#### TASK INSTRUCTIONS
Reproduce every line of the items below without any change.

Collected data entries:

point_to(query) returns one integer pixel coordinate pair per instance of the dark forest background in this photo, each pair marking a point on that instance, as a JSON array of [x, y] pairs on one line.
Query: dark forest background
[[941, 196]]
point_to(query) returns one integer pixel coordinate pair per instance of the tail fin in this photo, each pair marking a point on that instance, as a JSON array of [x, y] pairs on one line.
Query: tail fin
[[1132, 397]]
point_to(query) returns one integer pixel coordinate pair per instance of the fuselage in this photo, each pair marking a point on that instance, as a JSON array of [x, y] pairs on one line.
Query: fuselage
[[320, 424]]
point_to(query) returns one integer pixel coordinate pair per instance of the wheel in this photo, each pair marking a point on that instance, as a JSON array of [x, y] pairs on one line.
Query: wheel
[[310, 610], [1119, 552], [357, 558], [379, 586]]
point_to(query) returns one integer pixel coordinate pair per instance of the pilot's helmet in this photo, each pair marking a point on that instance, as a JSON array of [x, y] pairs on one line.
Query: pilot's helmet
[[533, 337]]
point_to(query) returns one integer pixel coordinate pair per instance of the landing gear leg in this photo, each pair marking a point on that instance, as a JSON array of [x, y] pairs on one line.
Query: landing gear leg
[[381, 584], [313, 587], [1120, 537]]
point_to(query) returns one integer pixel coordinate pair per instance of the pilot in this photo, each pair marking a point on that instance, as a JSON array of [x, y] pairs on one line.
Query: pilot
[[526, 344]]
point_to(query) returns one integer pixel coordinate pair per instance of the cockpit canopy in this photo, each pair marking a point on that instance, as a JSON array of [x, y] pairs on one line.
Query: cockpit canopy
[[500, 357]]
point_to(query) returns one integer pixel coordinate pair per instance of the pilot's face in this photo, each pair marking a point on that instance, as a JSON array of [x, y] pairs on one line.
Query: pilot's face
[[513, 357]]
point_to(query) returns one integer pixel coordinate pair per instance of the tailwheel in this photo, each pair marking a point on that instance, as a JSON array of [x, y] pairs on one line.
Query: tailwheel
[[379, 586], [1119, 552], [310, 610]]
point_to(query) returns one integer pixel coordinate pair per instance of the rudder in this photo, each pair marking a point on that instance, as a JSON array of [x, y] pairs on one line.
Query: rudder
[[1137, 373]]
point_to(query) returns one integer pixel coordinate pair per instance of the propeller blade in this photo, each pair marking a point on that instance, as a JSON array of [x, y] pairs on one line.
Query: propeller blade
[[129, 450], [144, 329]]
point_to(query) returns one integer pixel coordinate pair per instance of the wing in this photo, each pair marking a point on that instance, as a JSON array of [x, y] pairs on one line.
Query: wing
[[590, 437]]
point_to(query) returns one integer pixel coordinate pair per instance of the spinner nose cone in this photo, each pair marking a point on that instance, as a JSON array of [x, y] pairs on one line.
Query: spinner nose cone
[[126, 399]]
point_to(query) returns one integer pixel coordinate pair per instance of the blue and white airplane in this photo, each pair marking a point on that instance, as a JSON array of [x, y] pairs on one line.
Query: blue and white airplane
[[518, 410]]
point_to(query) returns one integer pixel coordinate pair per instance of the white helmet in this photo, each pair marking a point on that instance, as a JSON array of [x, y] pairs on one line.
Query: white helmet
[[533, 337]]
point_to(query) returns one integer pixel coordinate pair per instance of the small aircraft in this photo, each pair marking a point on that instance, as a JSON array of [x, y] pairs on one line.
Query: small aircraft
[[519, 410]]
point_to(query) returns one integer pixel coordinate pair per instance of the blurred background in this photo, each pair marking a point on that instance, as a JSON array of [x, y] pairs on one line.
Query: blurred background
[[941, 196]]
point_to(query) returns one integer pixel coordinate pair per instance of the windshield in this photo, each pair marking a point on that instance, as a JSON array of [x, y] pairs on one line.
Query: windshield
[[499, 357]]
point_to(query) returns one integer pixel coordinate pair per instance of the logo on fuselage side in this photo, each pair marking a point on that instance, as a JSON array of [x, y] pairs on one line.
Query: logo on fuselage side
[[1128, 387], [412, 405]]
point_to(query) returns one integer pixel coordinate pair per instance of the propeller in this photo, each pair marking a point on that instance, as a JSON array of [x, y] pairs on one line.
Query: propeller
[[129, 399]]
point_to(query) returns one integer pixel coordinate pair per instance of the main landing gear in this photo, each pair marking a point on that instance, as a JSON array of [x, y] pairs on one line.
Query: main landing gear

#### FINAL RESULT
point_to(query) returns one integer pixel coordinate pair per instance of the dark forest background in this photo, each pair marking a point on that instance, as a JSON array of [x, y] pairs on one line.
Query: dark forest background
[[941, 196]]
point_to(query) returns one integer pixel coordinate pair per instance of the tail fin in this photo, each pair marking a point on that instance, as a JSON array of [x, y] pairs on one line.
Query: tail fin
[[1132, 397]]
point_to(query) returns one integer pixel coordinate pair per instance of the fuselage in this photo, each pair marking a point on that instance, as a JSON array of [x, y] pairs on one line.
Query: fuselage
[[320, 424]]
point_to(query) returns one integer pixel coordinate pair per instance of the wheel in this photo, each pair marking a point on that instance, as a JSON array of [x, y] pairs on one line.
Query: wheel
[[310, 610], [1119, 552], [357, 558], [379, 586]]
point_to(query) returns one integer pixel coordinate pair per instance of the pilot's helmet in this photo, each pair marking a point on that instance, as a JSON array of [x, y] pairs on one line.
Query: pilot's helmet
[[533, 337]]
point_to(query) returns one integer pixel coordinate pair per instance of the landing gear leg in this photo, each pair marking a point on that instance, as a JSON array of [x, y] pairs on one line.
Query: landing gear leg
[[381, 584], [313, 587], [1120, 537]]
point_to(query) returns one integer pixel coordinate pair per instance of the pilot in this photo, each pair marking a point on that instance, as a JSON array of [x, y] pairs on one line.
Query: pilot
[[526, 344]]
point_to(query) returns one integer pixel coordinate pair per instance of the cockpit canopy in this photo, each pair marking a point on that instance, as a JSON array of [x, y] pairs on one line.
Query: cockpit canopy
[[500, 357]]
point_to(query) returns one integer pixel coordinate pair per instance of the pilot's face in this photo, each pair marking a point on that instance, as a JSON array of [x, y] pairs on one line.
Query: pilot's face
[[513, 357]]
point_to(query) returns one integer pixel coordinate pair per instance of the tailwheel in this photo, each pair marking a point on that instance, as a JSON array of [x, y] pairs on one line.
Query: tailwheel
[[379, 586], [1119, 552], [310, 610]]
point_to(query) returns one integer pixel coordinate pair per instance of the rudder in this photo, each pair marking a point on that instance, as a JSON array of [x, y] pairs on one line.
Query: rudder
[[1137, 373]]
point_to(query) returns one integer pixel coordinate pair per instance of the propeller blade in this photo, each pair marking a point on that instance, as a JSON array of [x, y] pairs on one line.
Query: propeller blade
[[129, 450], [144, 329]]
point_to(query) returns one integer pixel coordinate pair per instance of the wing in this photo, each pair marking a point on that instance, as a JSON array of [x, y] pairs on one line.
Query: wing
[[590, 437]]
point_to(query) returns one integer pixel coordinate pair per instance of the spinner nose cone in this photo, each pair marking a point on that instance, as a JSON array of [x, y] pairs on one line.
Query: spinner nose cone
[[126, 399]]
point_to(query) returns one integer pixel coordinate pair per instance of the blue and white airplane in this photo, each pair marking a point on that instance, as a JSON array of [x, y] pairs on one line.
Query: blue and white airplane
[[518, 410]]
point_to(query) returns one integer pixel coordinate pair per instance of the white helmet in this photo, each pair marking a point on that instance, as a JSON array of [x, y] pairs on one line.
Query: white helmet
[[533, 337]]
point_to(query) returns one integer pixel coordinate pair per instance of the small aircraft in this photo, each pair marking a point on that instance, as a JSON array of [x, y] pairs on one line.
Query: small aircraft
[[519, 410]]
point_to(query) returns one integer pixel coordinate pair per instance of the blurred background in this photo, each pair marking a point on that instance, as a JSON array of [x, y] pairs on one line.
Query: blurred background
[[941, 196]]
point_to(query) returns one integer pixel coordinate pair per instance of the windshield in this photo, each pair marking a point on that instance, as a JSON array of [x, y] pairs on one line.
Query: windshield
[[499, 357]]
point_to(query) returns one integer pixel coordinate pair per instance of the logo on fuselage side in this photo, each pair marking a point on that instance, as a JSON array of [x, y] pairs on one line.
Query: logo on fuselage side
[[1128, 387], [412, 405]]
point_to(query) returns one integer pixel coordinate pair per instance of the propeller in this photo, each pair marking a point on that instance, as a JSON array of [x, y] pairs on one line.
Query: propeller
[[129, 399]]
point_to(query) returns one integer pixel coordinate pair per instance of the main landing gear in this photo, each pair marking a point on that instance, as a JSON array of [x, y] pairs on one line.
Query: main landing gear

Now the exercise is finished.